• Given request: Write out the listing from its start through the line that has "column 475, row 63", putting "wire mesh fence" in place of "chain link fence" and changing nothing else. Leave the pictures out.

* start Provided records *

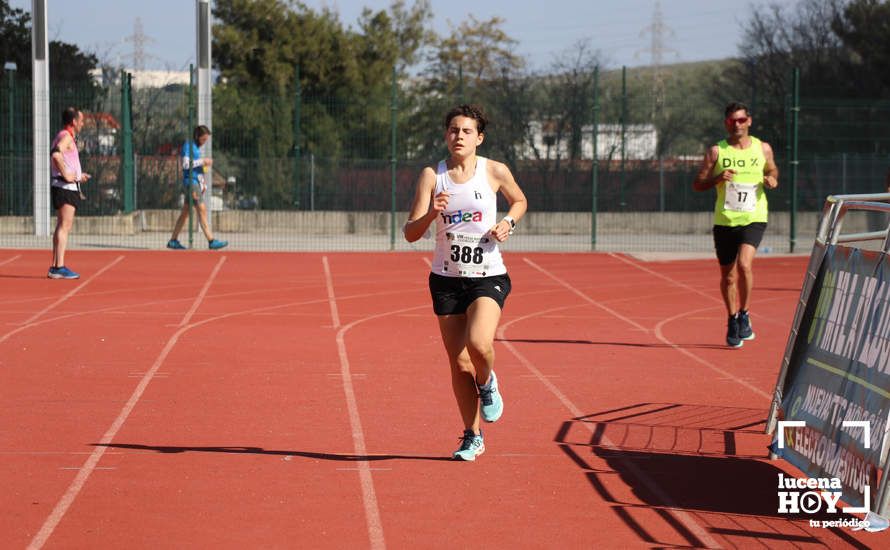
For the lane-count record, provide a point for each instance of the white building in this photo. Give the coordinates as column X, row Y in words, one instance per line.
column 640, row 142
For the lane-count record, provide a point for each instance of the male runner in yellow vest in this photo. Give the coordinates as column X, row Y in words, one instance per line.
column 739, row 167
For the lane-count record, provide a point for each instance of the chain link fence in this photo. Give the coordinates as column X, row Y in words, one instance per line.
column 609, row 168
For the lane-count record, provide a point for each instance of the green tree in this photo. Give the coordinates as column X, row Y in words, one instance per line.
column 864, row 28
column 344, row 81
column 69, row 67
column 475, row 63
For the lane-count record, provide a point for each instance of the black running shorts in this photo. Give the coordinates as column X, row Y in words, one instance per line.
column 453, row 295
column 727, row 240
column 61, row 197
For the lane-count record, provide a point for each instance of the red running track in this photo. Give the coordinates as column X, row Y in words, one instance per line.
column 303, row 400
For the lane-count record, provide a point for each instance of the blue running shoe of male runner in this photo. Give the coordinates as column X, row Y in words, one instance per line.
column 733, row 339
column 62, row 272
column 745, row 330
column 491, row 405
column 471, row 446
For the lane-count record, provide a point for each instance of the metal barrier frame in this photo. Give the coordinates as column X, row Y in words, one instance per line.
column 830, row 227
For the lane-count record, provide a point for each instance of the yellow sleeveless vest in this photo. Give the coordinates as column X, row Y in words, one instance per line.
column 748, row 164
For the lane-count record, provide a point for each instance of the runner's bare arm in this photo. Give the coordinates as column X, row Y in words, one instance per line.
column 503, row 181
column 422, row 213
column 705, row 178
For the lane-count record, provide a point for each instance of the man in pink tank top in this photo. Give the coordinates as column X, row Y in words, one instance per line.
column 65, row 188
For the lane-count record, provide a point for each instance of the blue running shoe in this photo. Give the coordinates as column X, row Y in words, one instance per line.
column 62, row 272
column 745, row 330
column 491, row 405
column 471, row 446
column 733, row 339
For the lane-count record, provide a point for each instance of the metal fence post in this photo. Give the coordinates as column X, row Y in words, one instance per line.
column 127, row 164
column 10, row 69
column 188, row 134
column 795, row 113
column 298, row 100
column 621, row 202
column 594, row 172
column 392, row 212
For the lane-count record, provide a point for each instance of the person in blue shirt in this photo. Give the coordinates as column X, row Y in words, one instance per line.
column 193, row 186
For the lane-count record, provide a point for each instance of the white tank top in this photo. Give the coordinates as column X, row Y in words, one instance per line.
column 465, row 246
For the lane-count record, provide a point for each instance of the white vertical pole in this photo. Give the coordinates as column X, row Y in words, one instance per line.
column 40, row 97
column 205, row 93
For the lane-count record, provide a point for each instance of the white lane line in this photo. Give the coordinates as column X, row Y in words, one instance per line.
column 587, row 298
column 683, row 517
column 92, row 462
column 65, row 297
column 10, row 260
column 672, row 280
column 726, row 374
column 369, row 495
column 188, row 316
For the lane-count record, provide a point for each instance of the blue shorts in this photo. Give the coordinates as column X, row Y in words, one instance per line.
column 453, row 295
column 195, row 188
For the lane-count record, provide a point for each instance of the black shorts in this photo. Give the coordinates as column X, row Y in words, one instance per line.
column 453, row 295
column 61, row 197
column 727, row 240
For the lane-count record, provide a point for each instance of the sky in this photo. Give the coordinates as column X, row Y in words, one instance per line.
column 620, row 30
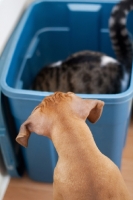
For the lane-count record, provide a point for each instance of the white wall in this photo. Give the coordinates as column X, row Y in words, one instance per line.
column 4, row 178
column 10, row 13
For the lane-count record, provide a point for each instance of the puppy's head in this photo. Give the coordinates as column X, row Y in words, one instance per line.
column 53, row 108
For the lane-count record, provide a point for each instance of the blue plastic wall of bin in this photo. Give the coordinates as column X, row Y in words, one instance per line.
column 48, row 32
column 12, row 154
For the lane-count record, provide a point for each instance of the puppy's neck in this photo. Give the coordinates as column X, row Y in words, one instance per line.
column 73, row 138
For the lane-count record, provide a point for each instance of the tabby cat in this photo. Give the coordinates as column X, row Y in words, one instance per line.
column 94, row 72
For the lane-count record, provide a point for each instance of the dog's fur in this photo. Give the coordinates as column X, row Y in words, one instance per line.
column 82, row 171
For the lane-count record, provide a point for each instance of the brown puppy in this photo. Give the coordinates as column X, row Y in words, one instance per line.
column 82, row 171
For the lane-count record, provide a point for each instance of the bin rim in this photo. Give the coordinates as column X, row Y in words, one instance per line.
column 38, row 95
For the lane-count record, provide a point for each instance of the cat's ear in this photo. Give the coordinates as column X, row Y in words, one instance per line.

* end Provided records *

• Solved problem:
For the lane-count record, provide a point for each instance of the white building in this photo. Give the coordinates as column X, row Y in words, one instance per line.
column 640, row 142
For the lane-count record, provide a point for each instance of the male runner in yellow vest in this photo. Give the coordinates as column X, row Y in words, one instance per line.
column 739, row 167
For the lane-count record, provide a point for each instance of the wire mesh fence in this photo. Give the coordinates as column X, row Y in words, one instance per line.
column 609, row 168
For the lane-count record, provide a point for each instance of the green tree in this photo. Give the coordinates as column X, row Y in words, one instance per line.
column 864, row 28
column 344, row 81
column 69, row 67
column 475, row 63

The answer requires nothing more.